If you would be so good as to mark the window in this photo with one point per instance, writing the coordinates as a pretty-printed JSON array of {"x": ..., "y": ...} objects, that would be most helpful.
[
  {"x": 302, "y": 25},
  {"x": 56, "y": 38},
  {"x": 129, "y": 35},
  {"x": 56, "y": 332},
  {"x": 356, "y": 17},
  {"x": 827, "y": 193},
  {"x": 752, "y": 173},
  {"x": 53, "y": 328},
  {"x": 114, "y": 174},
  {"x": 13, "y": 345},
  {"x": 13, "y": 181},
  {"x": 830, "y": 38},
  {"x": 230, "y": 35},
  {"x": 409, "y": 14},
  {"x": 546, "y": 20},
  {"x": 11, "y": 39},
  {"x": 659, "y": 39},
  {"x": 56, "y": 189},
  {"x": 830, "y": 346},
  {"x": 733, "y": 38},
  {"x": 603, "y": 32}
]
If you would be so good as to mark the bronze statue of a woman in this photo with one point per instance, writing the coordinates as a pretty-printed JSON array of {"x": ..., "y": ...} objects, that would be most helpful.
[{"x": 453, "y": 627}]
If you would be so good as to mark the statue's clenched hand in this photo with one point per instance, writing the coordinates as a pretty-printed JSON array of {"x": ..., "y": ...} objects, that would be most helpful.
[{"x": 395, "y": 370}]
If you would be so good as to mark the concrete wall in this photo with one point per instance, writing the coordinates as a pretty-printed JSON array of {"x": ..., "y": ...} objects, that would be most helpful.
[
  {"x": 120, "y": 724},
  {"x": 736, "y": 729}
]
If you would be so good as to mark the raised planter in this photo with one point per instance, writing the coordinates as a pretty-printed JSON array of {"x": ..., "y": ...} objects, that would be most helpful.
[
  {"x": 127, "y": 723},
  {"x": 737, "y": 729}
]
..............................
### Given problem
Swap "most helpful" for "much appreciated" in every one of the lines above, and write them all out again with nothing else changed.

### Worked solution
If you would be so good as to mark the window in this photo with one point per instance, writing the coordinates as a pretty-printed JSON array of {"x": ..., "y": ...} objects, that would be much appreciated.
[
  {"x": 302, "y": 25},
  {"x": 56, "y": 38},
  {"x": 129, "y": 35},
  {"x": 56, "y": 332},
  {"x": 356, "y": 17},
  {"x": 827, "y": 193},
  {"x": 752, "y": 173},
  {"x": 53, "y": 328},
  {"x": 114, "y": 174},
  {"x": 13, "y": 345},
  {"x": 13, "y": 181},
  {"x": 830, "y": 38},
  {"x": 230, "y": 35},
  {"x": 409, "y": 14},
  {"x": 546, "y": 20},
  {"x": 11, "y": 39},
  {"x": 659, "y": 39},
  {"x": 56, "y": 189},
  {"x": 830, "y": 346},
  {"x": 733, "y": 38},
  {"x": 603, "y": 32}
]
If you would be so good as to mark the bronze statue of a woman in this photo with one point per instance, writing the coordinates as a pretty-printed JSON array of {"x": ..., "y": ...} objects, that would be much appreciated.
[{"x": 453, "y": 627}]
If you would be so good as to mark the statue's clenched hand in this photo with one point per instance, writing the coordinates as a pretty-printed JSON array of {"x": ..., "y": ...} objects, that would be much appreciated.
[{"x": 395, "y": 370}]
If you would be so good as to mark the concrete wall in this photo with one point per instance, writing the coordinates as a pretty-printed JSON array of {"x": ..., "y": ...} objects, that would be much appreciated.
[
  {"x": 120, "y": 724},
  {"x": 736, "y": 729}
]
If you would be so good as to mark the raised planter in this photo with one point per instance, writing the coordinates as a pretty-printed JSON array of {"x": ..., "y": ...} objects, that would be much appreciated.
[
  {"x": 127, "y": 723},
  {"x": 737, "y": 729}
]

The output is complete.